Excerpts from location labeling data:
★ ★ ★ ★ ★

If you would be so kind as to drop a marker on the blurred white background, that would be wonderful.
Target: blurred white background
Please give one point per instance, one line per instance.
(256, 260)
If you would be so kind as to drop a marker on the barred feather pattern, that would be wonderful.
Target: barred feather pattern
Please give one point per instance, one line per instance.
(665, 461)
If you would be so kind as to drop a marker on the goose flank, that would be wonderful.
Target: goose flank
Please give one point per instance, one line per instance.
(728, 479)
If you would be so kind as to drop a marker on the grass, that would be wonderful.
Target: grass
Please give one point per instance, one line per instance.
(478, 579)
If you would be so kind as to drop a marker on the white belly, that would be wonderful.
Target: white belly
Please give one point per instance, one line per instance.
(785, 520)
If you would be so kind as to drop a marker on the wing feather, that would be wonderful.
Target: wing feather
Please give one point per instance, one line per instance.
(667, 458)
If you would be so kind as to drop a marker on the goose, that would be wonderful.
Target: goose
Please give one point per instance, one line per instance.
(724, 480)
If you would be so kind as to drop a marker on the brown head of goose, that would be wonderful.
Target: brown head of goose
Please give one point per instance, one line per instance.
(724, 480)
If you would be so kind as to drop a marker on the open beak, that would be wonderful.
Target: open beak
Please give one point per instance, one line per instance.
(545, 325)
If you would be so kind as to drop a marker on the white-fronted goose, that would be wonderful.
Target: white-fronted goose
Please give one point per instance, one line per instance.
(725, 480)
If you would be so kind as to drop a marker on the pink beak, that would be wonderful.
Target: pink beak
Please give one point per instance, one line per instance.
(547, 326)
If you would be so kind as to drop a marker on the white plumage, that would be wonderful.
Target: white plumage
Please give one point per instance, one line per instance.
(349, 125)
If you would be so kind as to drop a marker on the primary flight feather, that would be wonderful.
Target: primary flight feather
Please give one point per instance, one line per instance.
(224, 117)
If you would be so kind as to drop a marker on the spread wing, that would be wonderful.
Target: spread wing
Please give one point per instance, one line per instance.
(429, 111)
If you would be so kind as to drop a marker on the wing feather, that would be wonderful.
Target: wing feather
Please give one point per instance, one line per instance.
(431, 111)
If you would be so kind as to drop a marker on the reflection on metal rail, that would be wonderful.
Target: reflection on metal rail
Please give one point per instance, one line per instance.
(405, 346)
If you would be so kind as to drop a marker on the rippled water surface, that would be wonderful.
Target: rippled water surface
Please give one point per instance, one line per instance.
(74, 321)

★ ★ ★ ★ ★

Instruction:
Print all of the records above again, line for line and without any changes.

Solution to the exercise:
If you would be so kind as to drop a marker on the blurred white background, that would be wonderful.
Target: blurred white background
Please give one point per instance, one line per instance.
(256, 260)
If you would be so kind as to drop a marker on the barred feather pattern, that would be wonderful.
Target: barred feather pattern
Please give one point per instance, one line per instance.
(665, 461)
If you would be so kind as to drop a marker on the goose flank, that would be wonderful.
Target: goose flank
Please give one point per instance, one line per instance.
(728, 479)
If you would be so kind as to drop a marker on the grass, that would be wonderful.
Target: grass
Please give one point per instance, one line per instance.
(478, 579)
If you would be so kind as to drop a marker on the white belly, that would be wonderful.
Target: white belly
Please give one point per instance, one line per instance.
(785, 520)
If you would be so kind as to drop a marker on the wing feather, that would be wonderful.
Target: wing feather
Please give one point per instance, one line per instance.
(667, 458)
If you would be so kind as to drop a marker on the goose, that would be wonderful.
Target: goose
Please give one point per instance, one line per instance.
(724, 480)
If you would be so kind as to drop a marker on the brown head of goose, that would be wonderful.
Target: brown head of goose
Please give one point per instance, one line per instance.
(724, 480)
If you would be so kind as to drop a marker on the open beak, that would be wonderful.
Target: open beak
Please give one point per instance, one line per instance.
(545, 325)
If you would be so kind as to drop a marker on the white-fronted goose, that would be wonderful.
Target: white-fronted goose
Please give one point per instance, one line per instance.
(725, 480)
If you would be so kind as to drop a marker on the pink beak, that would be wonderful.
Target: pink beak
Please give one point per instance, one line per instance.
(547, 326)
If you would be so kind as to drop a marker on the white plumage, that would be wonderful.
Target: white plumage
Please give one point per instance, one line per instance.
(349, 125)
If you would be so kind as to drop a marker on the primary flight feather, that would be wonderful.
Target: primary flight feather
Please give one point per instance, one line per instance.
(224, 117)
If you would be so kind as to drop a marker on the spread wing, that would be wonderful.
Target: spread wing
Please give one point per instance, one line per instance.
(429, 111)
If you would be so kind as to drop a marker on the wing feather, that would be wonderful.
Target: wing feather
Please give one point per instance, one line per instance.
(431, 111)
If you would be so kind as to drop a marker on the reflection on metal rail, that would be wonderful.
Target: reflection on metal rail
Please give one point per instance, one line per instance.
(405, 346)
If you would be so kind as to drop a marker on the rippled water surface, that would be wonderful.
Target: rippled water surface
Please give one point per instance, one line per instance.
(74, 321)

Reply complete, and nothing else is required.